◆ SOURCE EXCERPT ◆
════

Judgment may be entered after the death of a party upon a verdict, or decision upon an issue of fact, rendered in the party's lifetime. Such judgment shall not be a lien on real property of the decedent, but shall be payable, in the course of administration of the decedent's estate, as if allowed by the district court against the estate.
Upon entering the judgment, the court administrator shall forthwith attach together and file the following papers, which shall constitute the judgment roll:
(1) if the complaint be not answered, the summons and proof of its service, the complaint, proof that no answer has been received, any report, decision or order filed in the case, and the judgment;
(2) in all other cases, the summons and pleadings, notices of motion and orders made thereon, a copy of the judgment, the verdict, decision, or report, all offers of the defendant, and all orders involving the merits of the action and affecting the judgment. If any original paper be lost or withheld, the court may permit a copy to be filed and used in its stead. A settled case or bill of exceptions, if one is filed, shall be attached to the judgment roll upon the request of either party.
Except as provided in section 548.091, every judgment requiring the payment of money shall be entered by the court administrator when ordered by the court and will be docketed by the court administrator upon the filing of an affidavit as provided in subdivision 2. Upon a transcript of the docket being filed with the court administrator in any other county, the court administrator shall also docket it. From the time of docketing the judgment is a lien, in the amount unpaid, upon all real property in the county then or thereafter owned by the judgment debtor, but it is not a lien upon registered land unless it is also recorded pursuant to sections 508.63 and 508A.63. The judgment survives, and the lien continues, for ten years after its entry. Child support judgments may be renewed pursuant to section 548.091.
No judgment, except for taxes, shall be docketed until the judgment creditor, or the creditor's agent or attorney, has filed with the court administrator an affidavit, stating the full name, occupation, place of residence, and post office address of the judgment debtor, to the best of affiant's information and belief. If the residence is within an incorporated place having more than 5,000 inhabitants, the street number of both the judgment debtor's place of residence and place of business, if the debtor has one, shall be stated.
If the court administrator violates this provision, neither the judgment nor the docketing is invalid, but the court administrator shall be liable to a person damaged by the violation in the sum of $5.

════

◆ WRITTEN EXERCISE ◆
Copy the section of the judgment statute between "No judgment, except" and "the sum of $5.", inclusive, word for word.

════

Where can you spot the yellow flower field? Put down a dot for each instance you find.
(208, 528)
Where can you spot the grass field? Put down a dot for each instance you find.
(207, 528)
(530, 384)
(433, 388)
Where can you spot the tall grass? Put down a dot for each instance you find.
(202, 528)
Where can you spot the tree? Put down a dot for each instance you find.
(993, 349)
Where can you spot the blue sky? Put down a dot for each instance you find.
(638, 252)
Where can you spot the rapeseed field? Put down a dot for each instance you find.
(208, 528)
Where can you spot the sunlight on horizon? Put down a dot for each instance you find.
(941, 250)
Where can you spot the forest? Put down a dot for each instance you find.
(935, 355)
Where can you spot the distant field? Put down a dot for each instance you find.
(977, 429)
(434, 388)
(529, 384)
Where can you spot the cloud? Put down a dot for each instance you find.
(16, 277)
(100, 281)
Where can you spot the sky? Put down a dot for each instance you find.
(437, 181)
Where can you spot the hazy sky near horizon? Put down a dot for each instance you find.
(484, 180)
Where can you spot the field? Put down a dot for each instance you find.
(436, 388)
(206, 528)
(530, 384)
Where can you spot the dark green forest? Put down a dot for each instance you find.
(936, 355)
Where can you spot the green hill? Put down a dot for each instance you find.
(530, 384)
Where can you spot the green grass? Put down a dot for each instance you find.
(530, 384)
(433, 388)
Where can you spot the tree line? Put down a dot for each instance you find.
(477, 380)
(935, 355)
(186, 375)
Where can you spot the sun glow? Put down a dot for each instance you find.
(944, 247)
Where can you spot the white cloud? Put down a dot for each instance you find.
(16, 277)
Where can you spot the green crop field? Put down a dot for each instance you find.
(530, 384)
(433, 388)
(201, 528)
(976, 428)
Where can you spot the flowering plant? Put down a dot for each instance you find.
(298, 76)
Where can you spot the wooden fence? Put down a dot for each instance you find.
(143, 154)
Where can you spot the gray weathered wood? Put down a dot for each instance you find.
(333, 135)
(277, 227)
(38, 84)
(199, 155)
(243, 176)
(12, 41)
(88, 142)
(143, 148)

════

◆ EXERCISE OUTPUT ◆
No judgment, except for taxes, shall be docketed until the judgment creditor, or the creditor's agent or attorney, has filed with the court administrator an affidavit, stating the full name, occupation, place of residence, and post office address of the judgment debtor, to the best of affiant's information and belief. If the residence is within an incorporated place having more than 5,000 inhabitants, the street number of both the judgment debtor's place of residence and place of business, if the debtor has one, shall be stated.
If the court administrator violates this provision, neither the judgment nor the docketing is invalid, but the court administrator shall be liable to a person damaged by the violation in the sum of $5.